**READING PASSAGE:**
..............................
Germany extends Covid-19 lockdown until mid-February
Germany on Tuesday toughened a partial lockdown and extended it to February 14, with Chancellor Angela Merkel warning of possible border checks to contain “the danger” of new coronavirus variants believed to be more contagious.
Speaking after hours of crisis talks with the leaders of Germany’s 16 states, Merkel said the latest restrictions were necessary as “a precaution for our country, the health of our citizens and also for the economy”.
According to a final text seen by AFP, Merkel and the state premiers agreed to make medical masks mandatory on public transport and in shops—meaning only surgical masks or the so-called FFP2 masks will be allowed.
They also said employers must make it possible for staff work from home wherever it is feasible.
The measure goes beyond previous appeals to companies to do more to keep people out of offices and off public transport.
“All our efforts to contain the virus are threatened by a serious danger,” Merkel told reporters, pointing to a new strain that has sparked a surge in infections in Britain and Ireland.
“There is still time to contain the danger,” she said. “We must act now.”
Germany closed restaurants, leisure and sporting facilities in November, then expanded the shutdown in mid-December to include schools and most shops to halt runaway growth in new coronavirus infections.
They will all remain closed until February 14 now.
Merkel’s spokesman Steffen Seibert said earlier the measures so far had brought about a “flattening of the infections curve”, noting that the number of patients in intensive care had fallen slightly.
Tuesday’s talks between Merkel and state premiers were brought forward by a week because of concerns over virus variants recently discovered in South Africa and Britain.
Merkel said Germany would use an EU summit on Thursday to call for “synchronised measures” to rein in the spread of the new strains.
She warned that Europe’s top economy may have to install border checks if neighbours fail to find a deal within the bloc, noting the many cross-border commuters every day.
“If countries should decide to take different paths… then you have to be ready to say then, we’ll have to reintroduce border controls. We don’t want that, we want to find an agreement with our partners,” she said.
..............................
**DATA EXTRACTS:**
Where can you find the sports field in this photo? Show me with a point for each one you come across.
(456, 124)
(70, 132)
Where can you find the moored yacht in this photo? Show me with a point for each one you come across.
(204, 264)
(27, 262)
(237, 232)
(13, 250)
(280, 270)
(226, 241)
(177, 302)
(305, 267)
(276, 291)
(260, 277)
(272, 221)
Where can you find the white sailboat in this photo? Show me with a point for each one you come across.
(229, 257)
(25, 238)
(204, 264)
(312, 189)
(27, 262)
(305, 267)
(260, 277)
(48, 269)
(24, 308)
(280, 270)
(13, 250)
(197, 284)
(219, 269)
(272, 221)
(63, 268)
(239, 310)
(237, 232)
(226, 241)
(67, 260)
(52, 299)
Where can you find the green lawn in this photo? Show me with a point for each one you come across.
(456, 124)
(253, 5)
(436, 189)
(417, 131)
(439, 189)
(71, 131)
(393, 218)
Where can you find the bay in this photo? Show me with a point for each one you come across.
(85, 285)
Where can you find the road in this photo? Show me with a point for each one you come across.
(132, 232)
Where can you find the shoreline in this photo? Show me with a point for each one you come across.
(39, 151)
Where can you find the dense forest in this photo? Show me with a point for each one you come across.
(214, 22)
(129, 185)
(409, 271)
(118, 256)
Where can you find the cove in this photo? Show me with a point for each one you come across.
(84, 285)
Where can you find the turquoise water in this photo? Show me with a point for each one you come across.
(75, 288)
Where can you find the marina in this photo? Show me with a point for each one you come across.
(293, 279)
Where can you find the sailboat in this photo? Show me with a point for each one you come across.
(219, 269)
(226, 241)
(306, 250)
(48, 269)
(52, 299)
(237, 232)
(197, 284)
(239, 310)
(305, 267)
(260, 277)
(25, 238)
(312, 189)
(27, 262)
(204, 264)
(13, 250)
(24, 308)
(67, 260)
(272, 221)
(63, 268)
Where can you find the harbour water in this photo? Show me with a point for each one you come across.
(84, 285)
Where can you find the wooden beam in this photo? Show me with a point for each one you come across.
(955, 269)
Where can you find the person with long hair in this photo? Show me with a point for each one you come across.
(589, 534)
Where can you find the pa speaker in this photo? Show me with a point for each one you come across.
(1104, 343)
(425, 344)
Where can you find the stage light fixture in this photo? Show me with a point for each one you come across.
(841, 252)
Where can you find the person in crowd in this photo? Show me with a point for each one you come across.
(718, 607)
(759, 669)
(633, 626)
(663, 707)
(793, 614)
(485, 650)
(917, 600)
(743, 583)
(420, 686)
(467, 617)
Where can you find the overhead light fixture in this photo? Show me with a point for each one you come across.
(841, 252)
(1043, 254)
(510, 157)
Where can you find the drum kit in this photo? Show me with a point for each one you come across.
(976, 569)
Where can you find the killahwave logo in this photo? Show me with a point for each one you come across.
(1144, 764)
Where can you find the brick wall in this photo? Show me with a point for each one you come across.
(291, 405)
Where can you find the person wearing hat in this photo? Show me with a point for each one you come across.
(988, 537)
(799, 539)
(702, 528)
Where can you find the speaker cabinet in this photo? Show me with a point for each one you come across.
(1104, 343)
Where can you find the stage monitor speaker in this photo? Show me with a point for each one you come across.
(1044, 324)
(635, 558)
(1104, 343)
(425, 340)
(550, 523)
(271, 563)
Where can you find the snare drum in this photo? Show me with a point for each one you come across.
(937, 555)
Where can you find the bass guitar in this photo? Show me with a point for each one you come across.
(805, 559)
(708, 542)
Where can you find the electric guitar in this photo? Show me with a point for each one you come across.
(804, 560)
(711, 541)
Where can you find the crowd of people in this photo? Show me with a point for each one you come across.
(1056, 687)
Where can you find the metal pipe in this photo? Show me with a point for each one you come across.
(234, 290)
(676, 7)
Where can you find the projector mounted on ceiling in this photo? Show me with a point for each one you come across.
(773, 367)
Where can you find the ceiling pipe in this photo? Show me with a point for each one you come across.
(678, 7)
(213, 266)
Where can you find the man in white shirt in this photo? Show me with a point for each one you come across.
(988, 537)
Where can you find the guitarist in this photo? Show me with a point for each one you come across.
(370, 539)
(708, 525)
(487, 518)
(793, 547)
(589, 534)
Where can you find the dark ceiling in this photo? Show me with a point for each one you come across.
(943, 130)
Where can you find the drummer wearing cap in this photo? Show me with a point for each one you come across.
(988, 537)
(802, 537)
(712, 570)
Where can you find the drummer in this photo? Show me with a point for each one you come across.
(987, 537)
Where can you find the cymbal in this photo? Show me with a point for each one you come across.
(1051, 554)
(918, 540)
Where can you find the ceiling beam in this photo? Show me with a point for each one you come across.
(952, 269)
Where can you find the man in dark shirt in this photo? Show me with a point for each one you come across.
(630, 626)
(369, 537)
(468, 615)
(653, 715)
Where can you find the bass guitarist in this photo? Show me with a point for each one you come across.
..............................
**WORK INSTRUCTIONS:**
1: Transcribe the lockdown article, everything from "Germany extends Covid-19" down to "will be allowed.".
2: Pick up the article on Germany's lockdown extension where it stops, and keep writing it.

**ANSWERS GIVEN:**
1:
Germany extends Covid-19 lockdown until mid-February
Germany on Tuesday toughened a partial lockdown and extended it to February 14, with Chancellor Angela Merkel warning of possible border checks to contain “the danger” of new coronavirus variants believed to be more contagious.
Speaking after hours of crisis talks with the leaders of Germany’s 16 states, Merkel said the latest restrictions were necessary as “a precaution for our country, the health of our citizens and also for the economy”.
According to a final text seen by AFP, Merkel and the state premiers agreed to make medical masks mandatory on public transport and in shops—meaning only surgical masks or the so-called FFP2 masks will be allowed.

2:
Forced quarantine
Germany survived the first wave of the coronavirus pandemic relatively well, but a second wave hit Europe’s biggest economy hard.
New infections have soared far above the 50 per 100,000 people threshold set by the government. And last Thursday, the country saw a new high in daily deaths with 1,244.
On Tuesday, daily deaths reached 989 though health authorities said they might have been inflated after a lag in weekend reporting. More than 11,000 new cases were recorded.
Seibert noted on Monday that the incidence rate was still at over 130 per 100,000 people, and that Germany “must more quickly” bring that down to 50.
Experts have been alarmed by data showing that Germans appeared to be moving around almost as normal this winter, unlike in the spring when a shutdown appeared to have caused a drastic drop in mobility.
The mobility of Germans was only 15 percent below that of a year ago, according to data from mobile phone signals analysed by disease control agency Robert Koch Institute and Berlin’s Humboldt University.
RKI chief Lothar Wieler has meanwhile pleaded for rigorous implementation of curbs that have already been ordered, saying that there were too many exceptions allowed.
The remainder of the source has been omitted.